-- start MATERIAL --
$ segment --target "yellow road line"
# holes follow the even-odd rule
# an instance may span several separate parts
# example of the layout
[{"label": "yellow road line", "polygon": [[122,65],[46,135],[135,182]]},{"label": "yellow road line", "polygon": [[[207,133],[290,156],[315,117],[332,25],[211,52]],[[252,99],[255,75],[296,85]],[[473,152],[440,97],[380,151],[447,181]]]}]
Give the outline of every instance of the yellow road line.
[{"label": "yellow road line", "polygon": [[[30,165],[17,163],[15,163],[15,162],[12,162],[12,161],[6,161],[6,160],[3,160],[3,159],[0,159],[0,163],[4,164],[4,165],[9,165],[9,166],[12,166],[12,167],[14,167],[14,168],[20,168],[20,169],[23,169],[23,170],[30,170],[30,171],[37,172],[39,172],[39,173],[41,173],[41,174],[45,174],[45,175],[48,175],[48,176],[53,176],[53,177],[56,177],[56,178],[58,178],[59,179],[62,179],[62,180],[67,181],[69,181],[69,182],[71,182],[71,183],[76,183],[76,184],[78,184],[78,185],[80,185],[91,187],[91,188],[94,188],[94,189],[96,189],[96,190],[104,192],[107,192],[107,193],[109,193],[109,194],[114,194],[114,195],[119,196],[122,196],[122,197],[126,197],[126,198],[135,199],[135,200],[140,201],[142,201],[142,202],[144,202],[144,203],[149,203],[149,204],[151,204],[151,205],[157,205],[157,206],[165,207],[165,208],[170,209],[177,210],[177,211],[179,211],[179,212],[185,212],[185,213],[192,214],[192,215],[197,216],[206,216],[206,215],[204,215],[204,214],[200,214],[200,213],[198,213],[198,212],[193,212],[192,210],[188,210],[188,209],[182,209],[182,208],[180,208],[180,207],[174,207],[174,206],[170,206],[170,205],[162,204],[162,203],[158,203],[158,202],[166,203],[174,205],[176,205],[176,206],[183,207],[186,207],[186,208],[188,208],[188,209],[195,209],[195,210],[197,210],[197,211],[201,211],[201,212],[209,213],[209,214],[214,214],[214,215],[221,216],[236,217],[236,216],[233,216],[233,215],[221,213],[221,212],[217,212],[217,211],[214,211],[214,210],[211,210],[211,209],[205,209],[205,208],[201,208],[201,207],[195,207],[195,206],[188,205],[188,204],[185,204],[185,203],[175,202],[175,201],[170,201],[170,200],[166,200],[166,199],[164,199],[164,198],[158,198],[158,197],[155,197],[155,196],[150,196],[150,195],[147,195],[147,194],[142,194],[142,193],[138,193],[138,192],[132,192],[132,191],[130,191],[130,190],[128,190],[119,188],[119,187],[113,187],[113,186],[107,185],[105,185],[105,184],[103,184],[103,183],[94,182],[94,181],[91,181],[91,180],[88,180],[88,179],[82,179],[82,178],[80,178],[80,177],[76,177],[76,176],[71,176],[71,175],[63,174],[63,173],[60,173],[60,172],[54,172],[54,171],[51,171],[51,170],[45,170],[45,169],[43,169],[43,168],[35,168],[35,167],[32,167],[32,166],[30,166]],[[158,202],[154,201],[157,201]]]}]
-- end MATERIAL --
== DIRECTIVE ==
Update the data above by writing out every line again with "instance" changed to "object". Leave everything else as it is.

== EXPECTED ANSWER ==
$ segment --target "yellow road line"
# holes follow the even-odd rule
# an object may span several separate parts
# example of the layout
[{"label": "yellow road line", "polygon": [[122,65],[46,135],[135,182]]},{"label": "yellow road line", "polygon": [[[207,133],[290,156],[315,117],[332,25],[211,52]],[[252,99],[255,75],[296,85]],[[473,152],[440,97],[380,151],[447,181]]]}]
Give the outline of every object of the yellow road line.
[{"label": "yellow road line", "polygon": [[[30,165],[17,163],[15,163],[15,162],[12,162],[12,161],[6,161],[6,160],[3,160],[3,159],[0,159],[0,163],[4,164],[4,165],[9,165],[9,166],[12,166],[12,167],[14,167],[14,168],[20,168],[20,169],[23,169],[23,170],[30,170],[30,171],[37,172],[39,172],[39,173],[41,173],[41,174],[45,174],[45,175],[48,175],[48,176],[53,176],[53,177],[56,177],[56,178],[58,178],[59,179],[62,179],[62,180],[67,181],[69,181],[69,182],[71,182],[71,183],[76,183],[76,184],[78,184],[78,185],[80,185],[91,187],[91,188],[94,188],[94,189],[96,189],[96,190],[104,192],[107,192],[107,193],[109,193],[109,194],[114,194],[114,195],[119,196],[122,196],[122,197],[126,197],[126,198],[135,199],[135,200],[140,201],[142,201],[142,202],[144,202],[144,203],[149,203],[149,204],[151,204],[151,205],[157,205],[157,206],[165,207],[165,208],[170,209],[177,210],[177,211],[179,211],[179,212],[185,212],[185,213],[192,214],[192,215],[197,216],[206,216],[206,215],[204,215],[204,214],[200,214],[200,213],[198,213],[198,212],[193,212],[192,210],[188,210],[188,209],[182,209],[182,208],[180,208],[180,207],[174,207],[174,206],[170,206],[170,205],[162,204],[162,203],[158,203],[158,202],[166,203],[174,205],[176,205],[176,206],[183,207],[186,207],[186,208],[188,208],[188,209],[195,209],[195,210],[197,210],[197,211],[201,211],[201,212],[209,213],[209,214],[214,214],[214,215],[221,216],[236,217],[236,216],[233,216],[233,215],[221,213],[221,212],[217,212],[217,211],[214,211],[214,210],[211,210],[211,209],[205,209],[205,208],[201,208],[201,207],[195,207],[195,206],[188,205],[188,204],[185,204],[185,203],[175,202],[175,201],[170,201],[170,200],[166,200],[166,199],[164,199],[164,198],[158,198],[158,197],[155,197],[155,196],[150,196],[150,195],[147,195],[147,194],[142,194],[142,193],[138,193],[138,192],[132,192],[132,191],[130,191],[130,190],[128,190],[119,188],[119,187],[113,187],[113,186],[107,185],[105,185],[105,184],[103,184],[103,183],[94,182],[94,181],[91,181],[91,180],[88,180],[88,179],[82,179],[82,178],[80,178],[80,177],[76,177],[76,176],[71,176],[71,175],[63,174],[63,173],[60,173],[60,172],[54,172],[54,171],[51,171],[51,170],[45,170],[45,169],[43,169],[43,168],[35,168],[35,167],[32,167],[32,166],[30,166]],[[158,202],[154,201],[157,201]]]}]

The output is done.